**EXTRACTED TEXT:**

Recently, local officials announced their intentions to expand the Piedmont Triad Research Park in downtown Winston-Salem by 180 acres. The acreage of the proposed expansion is more than 10 times the size of the current park. The park currently covers a five-block area and includes four multistory buildings, more than 20 tenants, nearly 600 employees and a total annual payroll approaching $25 million. Officials harbor hopes that the expansion will attract innovative companies and spur research and development that will propel Winston-Salem into the top-tier of biotech research and development centers.
“The expanded research park will be a major addition to North Carolina’s Biotechnology Corridor,” says North Carolina Gov. Mike Easley, referring to the group of more than 150 biotech companies already operating in the state.
If the research park expansion proceeds as planned, the campus of Winston-Salem State University (WSSU) will border the park’s southern boundaries, and the school will have the opportunity to locate future academic facilities within the park. Officials say that WSSU is expected to have a presence within the park’s proposed nonprofit biotechnology research campus. The park’s research campus will be anchored by research facilities of the Wake Forest University School of Medicine. Research at the school of medicine has been the primary driver of the biotech activity in Winston-Salem, according to officials.
WSSU Chancellor Dr. Harold Martin says it’s likely WSSU would expand into the research park given that WSSU officials are interested in developing academic programs in biotechnology, molecular biology and pharmacy. He notes that WSSU is already transitioning from a strictly bachelor’s degree-granting institution to one that grants master’s degrees and potentially the doctorate.

**Data entries:**
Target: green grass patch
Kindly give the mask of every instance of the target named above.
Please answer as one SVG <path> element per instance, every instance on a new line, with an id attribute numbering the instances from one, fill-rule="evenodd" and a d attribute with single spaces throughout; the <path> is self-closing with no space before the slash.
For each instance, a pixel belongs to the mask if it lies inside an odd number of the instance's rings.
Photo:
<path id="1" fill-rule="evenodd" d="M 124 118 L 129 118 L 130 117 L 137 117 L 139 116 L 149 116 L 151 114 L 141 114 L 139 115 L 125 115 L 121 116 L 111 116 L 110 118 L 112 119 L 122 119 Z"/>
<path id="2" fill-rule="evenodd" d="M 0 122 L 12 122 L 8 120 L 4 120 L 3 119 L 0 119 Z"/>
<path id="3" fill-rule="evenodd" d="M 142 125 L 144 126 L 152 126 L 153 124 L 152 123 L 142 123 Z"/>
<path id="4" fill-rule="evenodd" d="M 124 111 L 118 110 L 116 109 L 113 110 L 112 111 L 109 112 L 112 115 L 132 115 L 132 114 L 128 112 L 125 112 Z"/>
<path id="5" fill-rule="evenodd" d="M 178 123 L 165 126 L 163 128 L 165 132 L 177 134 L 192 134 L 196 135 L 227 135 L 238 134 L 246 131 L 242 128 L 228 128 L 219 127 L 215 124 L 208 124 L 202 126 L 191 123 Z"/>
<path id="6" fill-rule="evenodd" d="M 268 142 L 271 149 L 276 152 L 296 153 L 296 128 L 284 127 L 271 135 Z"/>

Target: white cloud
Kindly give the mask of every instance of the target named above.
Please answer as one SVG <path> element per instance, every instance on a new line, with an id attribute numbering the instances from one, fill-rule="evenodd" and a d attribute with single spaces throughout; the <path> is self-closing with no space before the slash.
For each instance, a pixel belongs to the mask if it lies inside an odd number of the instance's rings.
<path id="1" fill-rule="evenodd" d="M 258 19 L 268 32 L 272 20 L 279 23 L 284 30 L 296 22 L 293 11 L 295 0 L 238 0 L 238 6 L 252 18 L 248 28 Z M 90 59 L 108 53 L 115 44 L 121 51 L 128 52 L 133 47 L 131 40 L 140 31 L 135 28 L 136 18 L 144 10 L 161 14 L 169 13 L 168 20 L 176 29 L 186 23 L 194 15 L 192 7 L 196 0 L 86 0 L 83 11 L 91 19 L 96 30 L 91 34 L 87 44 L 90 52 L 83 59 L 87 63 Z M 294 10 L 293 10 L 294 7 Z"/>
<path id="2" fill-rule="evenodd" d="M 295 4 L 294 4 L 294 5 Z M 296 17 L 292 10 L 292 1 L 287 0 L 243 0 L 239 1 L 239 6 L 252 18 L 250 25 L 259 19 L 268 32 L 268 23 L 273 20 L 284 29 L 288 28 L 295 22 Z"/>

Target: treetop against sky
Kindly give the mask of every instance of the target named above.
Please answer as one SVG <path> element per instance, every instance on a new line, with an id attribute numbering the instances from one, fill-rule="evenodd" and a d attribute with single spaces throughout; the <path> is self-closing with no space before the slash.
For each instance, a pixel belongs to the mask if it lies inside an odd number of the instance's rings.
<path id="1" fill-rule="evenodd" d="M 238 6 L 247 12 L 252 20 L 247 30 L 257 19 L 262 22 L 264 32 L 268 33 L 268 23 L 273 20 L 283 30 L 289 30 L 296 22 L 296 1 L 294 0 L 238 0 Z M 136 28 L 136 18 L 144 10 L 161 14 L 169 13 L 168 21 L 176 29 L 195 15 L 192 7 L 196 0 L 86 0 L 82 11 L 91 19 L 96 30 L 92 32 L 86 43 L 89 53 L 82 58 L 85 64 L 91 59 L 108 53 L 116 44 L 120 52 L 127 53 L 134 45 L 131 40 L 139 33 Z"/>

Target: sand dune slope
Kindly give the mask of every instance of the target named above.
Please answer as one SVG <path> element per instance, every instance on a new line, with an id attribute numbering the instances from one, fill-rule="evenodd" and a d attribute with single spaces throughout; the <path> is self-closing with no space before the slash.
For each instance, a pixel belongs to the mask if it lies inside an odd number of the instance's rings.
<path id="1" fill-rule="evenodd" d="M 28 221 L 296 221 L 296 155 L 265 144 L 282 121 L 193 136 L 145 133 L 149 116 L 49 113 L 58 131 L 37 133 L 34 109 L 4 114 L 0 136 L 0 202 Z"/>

**THE TASK:** Reproduce the passage of the research park article between "If the research" and "according to officials.", inclusive. The data entries have no connection to the article on the research park expansion.

**WORKED SOLUTION:**
If the research park expansion proceeds as planned, the campus of Winston-Salem State University (WSSU) will border the park’s southern boundaries, and the school will have the opportunity to locate future academic facilities within the park. Officials say that WSSU is expected to have a presence within the park’s proposed nonprofit biotechnology research campus. The park’s research campus will be anchored by research facilities of the Wake Forest University School of Medicine. Research at the school of medicine has been the primary driver of the biotech activity in Winston-Salem, according to officials.